▸ **WHAT YOU SHOULD DO**
Answer these questions from the antibody excipient abstract.
1. Under what temperature and relative humidity was the short-term stability study run?
2. Which excipient destabilized PGT121 but stabilized N49P9.6-FR-LS?
3. According to the Debye–Hückel–Henry charge calculations, how could neutral excipients like sucrose and trehalose alter mAb charges?

Investigating the Interaction between Excipients and Monoclonal Antibodies PGT121 and N49P9.6-FR-LS: A Comprehensive Analysis

N49P9.6-FR-LS and PGT121 are promising antibodies with significant therapeutic potential against HIV infection, but they are prone to precipitation at high concentrations. This study evaluates the influence of six excipients—L-arginine, L-alanine, sucrose, trehalose, methionine, and glutamate—on the biophysical stability of antibodies. We employed a comprehensive approach, combining computational mAb-excipient interaction analysis via the site-identification by ligand competitive saturation (SILCS) method with extensive experimental characterization. Our experimental matrix included viscosity measurements across temperature gradients, particle size distribution, zeta potential, pH value, and solution appearance, alongside a short-term stability study at 30°C and 65% relative humidity, with assessments at t0 (initial), t1 (14 days), and t2 (28 days). Results indicated that sucrose, arginine, alanine, and trehalose provided varying degrees of stabilization for both antibodies. Conversely, glutamate destabilized PGT121 but stabilized N49P9.6-FR-LS, while methionine had a negative effect on N49P9.6-FR-LS but a positive one on PGT121. SILCS-Biologics analysis suggested that stabilization by these excipients is linked to their ability to occupy regions involved in self-protein interactions. Debye–Hückel–Henry charge calculations further indicated that neutral excipients like sucrose and trehalose could alter mAb charges by affecting buffer binding, influencing aggregation propensity. These findings offer valuable insights for optimizing antibody formulations, ensuring enhanced stability and therapeutic efficacy for HIV treatment.

▸ **DATASET EXTRACT**
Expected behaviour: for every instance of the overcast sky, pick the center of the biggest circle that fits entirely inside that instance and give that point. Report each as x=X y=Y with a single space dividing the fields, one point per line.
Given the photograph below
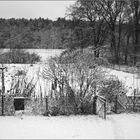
x=34 y=9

▸ **RESULT FOR THIS TASK**
1. 30°C and 65% relative humidity.
2. Glutamate.
3. By affecting buffer binding.